**PROMPT:**
Scale the data starting at the line containing "In the picture above, where can the lamp" and ending at the final line of the data, both included. Write out every one of those lines, requests unchanged, with each point coordinate multiplied by 0.6 and rounded to a whole number, halves going up.

>>>>>

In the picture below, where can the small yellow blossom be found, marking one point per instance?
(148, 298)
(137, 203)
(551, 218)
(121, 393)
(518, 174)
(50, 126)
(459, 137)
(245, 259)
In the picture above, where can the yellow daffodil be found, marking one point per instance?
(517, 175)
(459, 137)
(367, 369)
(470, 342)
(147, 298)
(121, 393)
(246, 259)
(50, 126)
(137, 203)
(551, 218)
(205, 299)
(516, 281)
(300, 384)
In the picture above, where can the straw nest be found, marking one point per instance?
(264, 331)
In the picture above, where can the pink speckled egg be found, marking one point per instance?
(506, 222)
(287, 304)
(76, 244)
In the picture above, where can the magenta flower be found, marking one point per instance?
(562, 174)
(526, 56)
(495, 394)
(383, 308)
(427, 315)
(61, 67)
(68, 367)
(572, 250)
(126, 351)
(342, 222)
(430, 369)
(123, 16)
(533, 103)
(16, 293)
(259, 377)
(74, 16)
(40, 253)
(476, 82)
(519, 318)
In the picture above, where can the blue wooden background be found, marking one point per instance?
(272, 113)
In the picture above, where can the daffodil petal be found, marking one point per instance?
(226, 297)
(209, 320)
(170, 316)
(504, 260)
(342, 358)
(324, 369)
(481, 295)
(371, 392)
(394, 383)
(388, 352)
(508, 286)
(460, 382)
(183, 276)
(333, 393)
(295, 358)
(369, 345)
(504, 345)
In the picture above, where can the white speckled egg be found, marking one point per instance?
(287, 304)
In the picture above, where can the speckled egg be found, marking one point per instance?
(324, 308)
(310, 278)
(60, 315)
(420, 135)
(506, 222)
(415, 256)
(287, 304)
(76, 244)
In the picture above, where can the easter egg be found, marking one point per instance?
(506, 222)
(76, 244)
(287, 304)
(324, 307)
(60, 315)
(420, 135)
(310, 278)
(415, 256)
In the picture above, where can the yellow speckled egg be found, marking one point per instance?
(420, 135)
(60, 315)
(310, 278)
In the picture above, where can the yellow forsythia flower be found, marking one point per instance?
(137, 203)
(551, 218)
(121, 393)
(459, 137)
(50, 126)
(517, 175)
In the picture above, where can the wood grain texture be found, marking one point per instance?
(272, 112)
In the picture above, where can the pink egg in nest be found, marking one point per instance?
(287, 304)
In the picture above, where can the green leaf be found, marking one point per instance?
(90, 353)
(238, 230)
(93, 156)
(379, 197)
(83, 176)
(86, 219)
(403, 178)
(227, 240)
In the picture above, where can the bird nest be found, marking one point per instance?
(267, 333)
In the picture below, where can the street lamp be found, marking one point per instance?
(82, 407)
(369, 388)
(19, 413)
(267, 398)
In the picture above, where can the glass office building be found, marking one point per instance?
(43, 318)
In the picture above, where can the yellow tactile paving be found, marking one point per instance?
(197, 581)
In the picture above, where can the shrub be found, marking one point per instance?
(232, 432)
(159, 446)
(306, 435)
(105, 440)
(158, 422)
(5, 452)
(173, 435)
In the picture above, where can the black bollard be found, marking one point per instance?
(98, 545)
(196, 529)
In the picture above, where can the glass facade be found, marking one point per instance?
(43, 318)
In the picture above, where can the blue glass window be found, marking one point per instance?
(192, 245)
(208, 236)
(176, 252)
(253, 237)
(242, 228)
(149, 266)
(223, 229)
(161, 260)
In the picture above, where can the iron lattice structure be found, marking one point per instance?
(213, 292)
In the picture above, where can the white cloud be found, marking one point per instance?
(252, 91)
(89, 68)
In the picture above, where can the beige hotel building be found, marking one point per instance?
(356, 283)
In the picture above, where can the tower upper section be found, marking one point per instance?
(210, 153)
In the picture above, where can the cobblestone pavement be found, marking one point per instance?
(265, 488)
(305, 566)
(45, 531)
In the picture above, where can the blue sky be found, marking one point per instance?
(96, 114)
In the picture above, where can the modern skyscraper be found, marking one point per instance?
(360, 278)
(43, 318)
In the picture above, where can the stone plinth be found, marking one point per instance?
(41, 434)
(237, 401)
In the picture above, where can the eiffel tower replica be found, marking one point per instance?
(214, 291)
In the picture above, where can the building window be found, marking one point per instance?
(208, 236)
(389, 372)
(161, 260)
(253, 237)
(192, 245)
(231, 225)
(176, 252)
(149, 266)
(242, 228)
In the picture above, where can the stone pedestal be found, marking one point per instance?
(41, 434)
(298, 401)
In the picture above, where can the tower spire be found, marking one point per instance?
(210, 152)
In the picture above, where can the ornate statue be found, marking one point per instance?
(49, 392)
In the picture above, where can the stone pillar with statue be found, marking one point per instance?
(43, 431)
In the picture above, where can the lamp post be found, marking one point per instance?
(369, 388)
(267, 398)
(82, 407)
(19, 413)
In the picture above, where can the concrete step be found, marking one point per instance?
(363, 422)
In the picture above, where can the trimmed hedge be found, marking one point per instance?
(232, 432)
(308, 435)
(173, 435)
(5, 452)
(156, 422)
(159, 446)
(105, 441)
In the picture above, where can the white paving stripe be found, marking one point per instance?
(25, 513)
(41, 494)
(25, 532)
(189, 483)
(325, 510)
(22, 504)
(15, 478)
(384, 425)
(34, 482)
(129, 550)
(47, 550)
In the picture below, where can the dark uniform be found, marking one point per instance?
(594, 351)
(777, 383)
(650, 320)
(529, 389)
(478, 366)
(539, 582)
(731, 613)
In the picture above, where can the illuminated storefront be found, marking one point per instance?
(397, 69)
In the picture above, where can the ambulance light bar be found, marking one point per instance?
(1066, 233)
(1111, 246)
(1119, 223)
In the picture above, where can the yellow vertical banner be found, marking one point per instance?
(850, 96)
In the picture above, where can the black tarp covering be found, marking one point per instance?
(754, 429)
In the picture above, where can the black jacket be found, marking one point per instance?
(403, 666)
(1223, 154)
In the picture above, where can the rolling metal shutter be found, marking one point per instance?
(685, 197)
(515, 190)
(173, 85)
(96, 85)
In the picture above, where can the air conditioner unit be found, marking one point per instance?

<<<<<

**FINISHED TASK:**
In the picture above, where can the lamp post be found, marking one point per instance?
(221, 233)
(160, 239)
(49, 244)
(11, 248)
In the picture above, where can the concrete step be found, marking one point per instance?
(218, 253)
In the picture above, where can the trimmed hedge be found, marking one point per instance?
(139, 259)
(185, 261)
(104, 261)
(3, 271)
(94, 253)
(95, 268)
(63, 265)
In the picture above, where can the white paving stripe be found, marking one point per instance?
(15, 308)
(25, 296)
(15, 319)
(113, 290)
(195, 306)
(13, 302)
(9, 287)
(230, 255)
(20, 289)
(77, 330)
(28, 330)
In the picture below, where can the dark uniform be found, marking one point per instance?
(356, 211)
(466, 230)
(390, 192)
(317, 233)
(287, 220)
(323, 349)
(439, 368)
In the picture above, where can the illuminated storefront be found, marking one point per instance?
(238, 41)
In the picture above, where can the ambulance light bar be found, marking one point per instance?
(640, 140)
(667, 148)
(671, 134)
In the picture above, where can the yellow vertical banner be found, marking one point per instance?
(510, 58)
In the picture above, where can the black tarp covering be found, marking one point per instance?
(452, 257)
In the picture above, where can the black jacket be found, marking one point per instance?
(242, 400)
(734, 92)
In the picture above, where can the rolling metal shutter be found, marking one point per instance?
(411, 118)
(309, 114)
(104, 51)
(58, 51)
In the picture above, where can the air conditioner unit be found, marking one point per instance?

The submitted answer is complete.